>> begin Reading passage

The lawyer told him that there were many financial advisors who would like to move but are not employed by a protocol-member firm. Likewise, he told him that there are advisors that have an excellent opportunity to move to a non-protocol firm. These financial advisors are not frozen in career purgatory. These financial advisors can move if they manage their movement risks. The lawyer reminded John that before the year 2004, there was no Protocol for Broker Recruiting and financial advisors moved all the time. They and their lawyers managed the litigation risk through good advice and planning. Advisers need to have an appreciation of the risks and legal climate that surrounds movement.

To his surprise, the lawyer told John that, by and large, the law favored movement and despised injunctions. John and his lawyer then discussed some of the risks and legal factors that favor a move. 

THE RISK AND COST OF AN INJUNCTION

The risk is not that an action for an injunction will be filed, but that an injunction will be entered. When you leave your old firm, you want to call all of your clients and have all of your clients move with you. The first two weeks are critical. Your old firm will want to stop or interfere with your solicitation efforts during this crucial time by filing for a temporary injunction. 

The first thing to do is find out from your new employer if they will pay your legal costs. Many will. Find out. If they won’t, find a very competent industry savvy lawyer and get an estimate. Use the estimate to determine if the move will be profitable by considering the probable percent of your clients that will come with you and stay for a reasonable time. Some folks use 80% for five years for example. If the numbers make sense, have your lawyer familiarize you with the process and your chances of avoiding an injunction. 

THE PROCESS FAVORS YOU

The process cuts in your favor. Your old firm can’t file an action against you for an injunction unless they simultaneously file a FINRA arbitration, FINRA Rule 13804 (a) (2). This lets your lawyer argue that the court should not act at all because FINRA will figure out if anything is wrong. Many courts are hesitant to act when there is an industry body like FINRA that has special expertise. If you draw a judge that takes this approach, you win. Even if you lose a temporary injunction hearing, FINRA must convene a panel to review the court’s order within 15 days, FINRA Rule 13804(b). This is helpful because FINRA panels usually dissolve the court injunction.

>> end Reading passage
>> begin Extracted information

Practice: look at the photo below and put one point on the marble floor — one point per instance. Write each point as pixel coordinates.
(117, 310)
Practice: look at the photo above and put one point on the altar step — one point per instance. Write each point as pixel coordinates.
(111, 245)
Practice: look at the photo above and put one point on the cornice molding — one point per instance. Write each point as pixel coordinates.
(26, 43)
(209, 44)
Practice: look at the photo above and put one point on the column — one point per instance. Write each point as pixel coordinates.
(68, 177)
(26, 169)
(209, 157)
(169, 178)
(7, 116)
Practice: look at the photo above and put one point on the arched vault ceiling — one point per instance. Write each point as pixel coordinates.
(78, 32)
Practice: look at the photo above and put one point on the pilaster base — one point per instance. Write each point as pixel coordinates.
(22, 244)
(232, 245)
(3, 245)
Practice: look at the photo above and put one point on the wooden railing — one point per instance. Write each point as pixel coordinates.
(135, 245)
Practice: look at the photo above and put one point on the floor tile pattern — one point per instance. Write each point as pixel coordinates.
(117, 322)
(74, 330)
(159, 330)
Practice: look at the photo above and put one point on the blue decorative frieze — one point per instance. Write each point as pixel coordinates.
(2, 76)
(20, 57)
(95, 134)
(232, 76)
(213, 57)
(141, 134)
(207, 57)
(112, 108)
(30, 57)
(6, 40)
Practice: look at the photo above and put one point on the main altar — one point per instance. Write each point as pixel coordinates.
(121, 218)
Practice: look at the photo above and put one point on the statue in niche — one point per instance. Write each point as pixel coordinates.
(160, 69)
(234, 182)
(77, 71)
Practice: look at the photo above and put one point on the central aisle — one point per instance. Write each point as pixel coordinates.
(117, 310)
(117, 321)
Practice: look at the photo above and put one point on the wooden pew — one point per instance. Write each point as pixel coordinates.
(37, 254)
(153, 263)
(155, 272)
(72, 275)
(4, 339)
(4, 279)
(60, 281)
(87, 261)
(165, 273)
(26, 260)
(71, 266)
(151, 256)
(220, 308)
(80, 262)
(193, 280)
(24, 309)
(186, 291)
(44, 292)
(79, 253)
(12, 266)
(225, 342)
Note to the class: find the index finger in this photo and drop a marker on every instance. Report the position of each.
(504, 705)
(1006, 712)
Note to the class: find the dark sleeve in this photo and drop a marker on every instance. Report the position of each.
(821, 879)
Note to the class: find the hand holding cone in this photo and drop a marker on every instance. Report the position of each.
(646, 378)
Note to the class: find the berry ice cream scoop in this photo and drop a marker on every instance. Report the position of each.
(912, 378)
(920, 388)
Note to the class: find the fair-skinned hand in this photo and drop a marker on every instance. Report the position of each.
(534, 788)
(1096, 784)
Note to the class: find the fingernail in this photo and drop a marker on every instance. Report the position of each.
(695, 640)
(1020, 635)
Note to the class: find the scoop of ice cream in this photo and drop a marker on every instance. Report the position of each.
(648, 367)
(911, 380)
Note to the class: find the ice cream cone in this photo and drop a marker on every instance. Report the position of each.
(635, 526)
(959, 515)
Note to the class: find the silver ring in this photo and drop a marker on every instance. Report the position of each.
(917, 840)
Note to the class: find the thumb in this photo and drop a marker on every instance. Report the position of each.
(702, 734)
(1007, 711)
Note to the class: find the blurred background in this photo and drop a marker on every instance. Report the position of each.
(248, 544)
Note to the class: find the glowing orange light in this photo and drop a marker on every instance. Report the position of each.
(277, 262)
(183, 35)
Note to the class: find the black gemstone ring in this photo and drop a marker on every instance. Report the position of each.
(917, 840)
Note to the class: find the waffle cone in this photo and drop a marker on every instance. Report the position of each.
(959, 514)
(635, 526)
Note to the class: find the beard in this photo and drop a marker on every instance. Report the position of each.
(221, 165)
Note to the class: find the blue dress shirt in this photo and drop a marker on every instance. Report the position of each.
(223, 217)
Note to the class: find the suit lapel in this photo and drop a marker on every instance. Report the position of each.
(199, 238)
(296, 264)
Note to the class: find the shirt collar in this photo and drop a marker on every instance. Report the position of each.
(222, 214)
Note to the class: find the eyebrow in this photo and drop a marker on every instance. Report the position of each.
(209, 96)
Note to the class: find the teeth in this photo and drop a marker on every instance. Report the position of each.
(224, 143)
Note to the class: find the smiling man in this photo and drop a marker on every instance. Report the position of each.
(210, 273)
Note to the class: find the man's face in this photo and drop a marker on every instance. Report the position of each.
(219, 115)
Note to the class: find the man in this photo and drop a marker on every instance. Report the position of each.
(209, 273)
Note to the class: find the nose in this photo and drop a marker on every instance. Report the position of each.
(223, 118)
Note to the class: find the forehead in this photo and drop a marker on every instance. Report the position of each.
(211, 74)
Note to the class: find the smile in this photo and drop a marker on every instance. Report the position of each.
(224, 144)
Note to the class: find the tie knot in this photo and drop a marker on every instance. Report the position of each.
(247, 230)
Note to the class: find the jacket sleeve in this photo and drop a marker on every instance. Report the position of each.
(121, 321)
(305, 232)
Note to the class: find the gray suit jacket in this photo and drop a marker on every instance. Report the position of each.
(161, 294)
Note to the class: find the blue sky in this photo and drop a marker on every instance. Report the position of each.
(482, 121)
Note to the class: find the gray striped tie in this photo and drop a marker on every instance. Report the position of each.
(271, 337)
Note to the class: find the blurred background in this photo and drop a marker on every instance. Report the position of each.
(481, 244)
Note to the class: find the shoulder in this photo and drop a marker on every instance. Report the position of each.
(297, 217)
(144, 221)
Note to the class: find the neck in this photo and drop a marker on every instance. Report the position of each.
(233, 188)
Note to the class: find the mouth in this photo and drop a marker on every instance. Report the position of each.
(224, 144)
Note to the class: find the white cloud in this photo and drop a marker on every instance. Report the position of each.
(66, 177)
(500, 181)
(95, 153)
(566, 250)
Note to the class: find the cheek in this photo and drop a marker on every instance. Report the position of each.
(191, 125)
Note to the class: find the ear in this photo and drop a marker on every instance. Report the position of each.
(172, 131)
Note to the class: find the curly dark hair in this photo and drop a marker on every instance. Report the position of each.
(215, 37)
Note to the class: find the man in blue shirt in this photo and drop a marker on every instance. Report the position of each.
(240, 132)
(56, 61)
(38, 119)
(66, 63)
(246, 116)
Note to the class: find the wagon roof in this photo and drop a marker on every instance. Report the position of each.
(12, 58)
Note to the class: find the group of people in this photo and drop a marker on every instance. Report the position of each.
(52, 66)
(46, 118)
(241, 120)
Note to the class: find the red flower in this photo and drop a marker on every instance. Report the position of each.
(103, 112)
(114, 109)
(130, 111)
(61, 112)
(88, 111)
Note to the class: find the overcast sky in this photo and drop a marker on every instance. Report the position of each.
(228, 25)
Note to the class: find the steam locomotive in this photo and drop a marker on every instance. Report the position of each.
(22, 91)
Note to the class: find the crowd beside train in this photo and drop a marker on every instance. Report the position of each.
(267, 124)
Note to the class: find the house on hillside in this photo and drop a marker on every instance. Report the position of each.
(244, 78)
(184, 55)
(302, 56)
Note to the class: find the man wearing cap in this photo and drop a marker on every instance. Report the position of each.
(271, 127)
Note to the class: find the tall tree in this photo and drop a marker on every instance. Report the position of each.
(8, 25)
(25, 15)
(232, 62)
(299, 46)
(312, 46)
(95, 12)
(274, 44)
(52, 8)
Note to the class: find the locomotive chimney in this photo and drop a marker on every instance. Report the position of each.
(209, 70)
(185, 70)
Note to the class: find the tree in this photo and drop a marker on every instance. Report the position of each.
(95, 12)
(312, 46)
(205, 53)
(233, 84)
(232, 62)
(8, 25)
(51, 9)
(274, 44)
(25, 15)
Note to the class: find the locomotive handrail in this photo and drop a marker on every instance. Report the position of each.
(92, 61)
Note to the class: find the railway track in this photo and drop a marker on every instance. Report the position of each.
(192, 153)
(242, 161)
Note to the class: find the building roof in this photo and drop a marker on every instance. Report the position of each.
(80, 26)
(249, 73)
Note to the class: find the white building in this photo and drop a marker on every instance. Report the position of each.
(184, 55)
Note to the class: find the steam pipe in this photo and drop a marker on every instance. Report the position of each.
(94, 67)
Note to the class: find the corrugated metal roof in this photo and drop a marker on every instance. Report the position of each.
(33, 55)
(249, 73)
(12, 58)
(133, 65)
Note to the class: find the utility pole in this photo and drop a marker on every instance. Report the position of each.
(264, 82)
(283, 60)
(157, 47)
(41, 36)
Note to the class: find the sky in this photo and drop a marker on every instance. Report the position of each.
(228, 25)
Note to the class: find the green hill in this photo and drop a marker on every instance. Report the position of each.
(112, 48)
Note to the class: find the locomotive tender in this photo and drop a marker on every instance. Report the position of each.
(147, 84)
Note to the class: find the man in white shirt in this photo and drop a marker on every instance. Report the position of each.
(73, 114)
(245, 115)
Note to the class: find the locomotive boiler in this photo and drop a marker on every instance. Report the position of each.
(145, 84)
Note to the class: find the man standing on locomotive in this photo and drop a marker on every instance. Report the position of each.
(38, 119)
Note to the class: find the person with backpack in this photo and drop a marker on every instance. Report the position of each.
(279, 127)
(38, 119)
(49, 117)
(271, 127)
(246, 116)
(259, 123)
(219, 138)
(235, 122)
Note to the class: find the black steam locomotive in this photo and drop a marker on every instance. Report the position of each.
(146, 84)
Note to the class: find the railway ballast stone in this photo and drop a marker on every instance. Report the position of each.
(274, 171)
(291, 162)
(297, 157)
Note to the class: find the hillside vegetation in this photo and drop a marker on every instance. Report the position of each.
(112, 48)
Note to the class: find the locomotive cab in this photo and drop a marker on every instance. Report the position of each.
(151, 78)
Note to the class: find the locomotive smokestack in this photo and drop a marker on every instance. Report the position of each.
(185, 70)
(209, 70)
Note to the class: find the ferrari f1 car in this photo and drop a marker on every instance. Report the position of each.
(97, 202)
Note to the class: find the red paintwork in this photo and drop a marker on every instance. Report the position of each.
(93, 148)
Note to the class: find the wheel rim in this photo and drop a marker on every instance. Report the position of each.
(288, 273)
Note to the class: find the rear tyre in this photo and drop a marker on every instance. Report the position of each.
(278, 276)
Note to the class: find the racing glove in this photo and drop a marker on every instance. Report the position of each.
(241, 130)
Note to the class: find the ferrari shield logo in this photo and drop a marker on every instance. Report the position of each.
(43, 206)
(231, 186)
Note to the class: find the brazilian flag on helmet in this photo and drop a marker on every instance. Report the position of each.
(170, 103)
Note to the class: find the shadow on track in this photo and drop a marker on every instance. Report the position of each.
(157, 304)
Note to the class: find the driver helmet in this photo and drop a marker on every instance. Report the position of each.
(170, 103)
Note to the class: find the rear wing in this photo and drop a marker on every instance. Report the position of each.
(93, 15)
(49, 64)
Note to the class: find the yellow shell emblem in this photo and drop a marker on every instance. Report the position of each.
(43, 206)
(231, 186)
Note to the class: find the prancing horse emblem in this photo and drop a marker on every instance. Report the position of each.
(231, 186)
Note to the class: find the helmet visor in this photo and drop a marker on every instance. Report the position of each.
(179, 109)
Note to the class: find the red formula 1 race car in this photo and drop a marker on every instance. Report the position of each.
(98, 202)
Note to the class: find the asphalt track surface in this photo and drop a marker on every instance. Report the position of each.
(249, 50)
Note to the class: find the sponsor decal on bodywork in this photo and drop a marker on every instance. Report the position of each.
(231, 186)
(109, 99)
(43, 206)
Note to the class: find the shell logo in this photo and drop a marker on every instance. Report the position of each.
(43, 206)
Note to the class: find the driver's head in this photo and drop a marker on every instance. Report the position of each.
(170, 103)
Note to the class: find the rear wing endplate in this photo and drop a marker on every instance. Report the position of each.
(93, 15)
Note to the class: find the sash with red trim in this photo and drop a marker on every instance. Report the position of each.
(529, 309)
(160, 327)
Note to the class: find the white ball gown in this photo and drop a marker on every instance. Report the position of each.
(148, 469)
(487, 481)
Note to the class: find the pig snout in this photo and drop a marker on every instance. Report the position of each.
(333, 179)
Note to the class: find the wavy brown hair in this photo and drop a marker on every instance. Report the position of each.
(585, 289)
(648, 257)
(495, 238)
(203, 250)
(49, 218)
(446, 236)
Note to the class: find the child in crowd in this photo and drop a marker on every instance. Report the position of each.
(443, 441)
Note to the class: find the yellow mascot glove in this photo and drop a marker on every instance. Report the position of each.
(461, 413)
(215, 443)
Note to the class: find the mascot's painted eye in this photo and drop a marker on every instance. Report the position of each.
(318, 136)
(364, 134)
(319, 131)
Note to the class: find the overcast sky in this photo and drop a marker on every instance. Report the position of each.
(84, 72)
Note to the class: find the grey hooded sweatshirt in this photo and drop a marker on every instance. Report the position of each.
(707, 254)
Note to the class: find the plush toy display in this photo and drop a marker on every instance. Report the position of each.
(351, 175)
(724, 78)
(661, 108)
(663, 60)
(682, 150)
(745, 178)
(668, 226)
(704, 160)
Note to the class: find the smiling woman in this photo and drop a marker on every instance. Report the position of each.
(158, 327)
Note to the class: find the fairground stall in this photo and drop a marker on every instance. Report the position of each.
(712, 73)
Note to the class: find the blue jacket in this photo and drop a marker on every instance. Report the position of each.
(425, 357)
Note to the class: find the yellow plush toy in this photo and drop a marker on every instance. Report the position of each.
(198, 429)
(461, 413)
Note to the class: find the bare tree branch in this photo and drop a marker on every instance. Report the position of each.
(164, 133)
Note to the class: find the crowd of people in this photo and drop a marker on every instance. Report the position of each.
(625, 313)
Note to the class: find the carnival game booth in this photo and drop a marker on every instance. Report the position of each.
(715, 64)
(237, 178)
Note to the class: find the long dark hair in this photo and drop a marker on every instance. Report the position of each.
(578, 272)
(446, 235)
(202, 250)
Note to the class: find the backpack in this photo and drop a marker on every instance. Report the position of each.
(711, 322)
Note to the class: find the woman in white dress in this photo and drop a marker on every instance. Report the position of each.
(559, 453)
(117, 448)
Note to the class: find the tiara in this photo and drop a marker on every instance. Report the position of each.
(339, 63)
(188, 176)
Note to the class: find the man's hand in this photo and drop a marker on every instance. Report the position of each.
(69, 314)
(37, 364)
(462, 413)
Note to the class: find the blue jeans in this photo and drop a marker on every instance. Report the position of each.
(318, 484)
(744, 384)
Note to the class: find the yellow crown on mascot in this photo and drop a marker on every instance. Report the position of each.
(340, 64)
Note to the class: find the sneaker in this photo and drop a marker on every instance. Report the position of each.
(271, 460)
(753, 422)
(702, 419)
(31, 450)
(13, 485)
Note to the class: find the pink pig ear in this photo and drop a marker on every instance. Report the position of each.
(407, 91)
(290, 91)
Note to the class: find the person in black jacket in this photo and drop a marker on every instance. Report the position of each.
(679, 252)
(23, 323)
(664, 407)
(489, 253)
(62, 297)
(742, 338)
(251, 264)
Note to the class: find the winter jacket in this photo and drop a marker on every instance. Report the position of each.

>> end Extracted information

### [Task list]
A. In the passage on financial advisors changing firms, within how many days must FINRA convene a panel to review a court's temporary injunction order?
B. Pick up the passage on financial advisors changing firms at the point where it ends, and carry it forward.

### [Exercise results]
A. Within 15 days.

B.
SOME INJUNCTIONS ARE PROHIBITED BY FINRA RULES

FINRA rule 2140 specifically precludes the following:

No member or person associated with the member shall interfere with a customer’s request to transfer his or her account in connection with the change in employee of the customer’s registered representative… Prohibited interference includes, but is not limited to, seeking a judicial order or decree that would bar or restrict the submission, delivery or acceptance of a written request from a customer to transfer his or her account.

The SEC adopted FINRA Rule 2140 after determining that seeking injunctive relief when an employee changes employment is an unfair practice that causes unnecessary delay in transferring customer accounts. See SEC Release #34-59495. Furthermore, the SEC found that the practice of seeking injunctive relief is inconsistent with the just and equitable principles of trade. The SEC’s reason for adopting this rule is the recognition that it is the customer who should have the choice who their financial advisor is and not the wire house that employs the financial advisor. Lawyers argue and courts agree that customer relationships are uniquely personal in the brokerage business. A special, intimate character of the relationship arises out of the client’s detailed sharing of his or her financial situation and objectives, and out of the broker’s conscientious servicing and protection of the client’s particular needs. The recognition of the special relationship is routinely cited by courts when denying injunctions being sought by former employers.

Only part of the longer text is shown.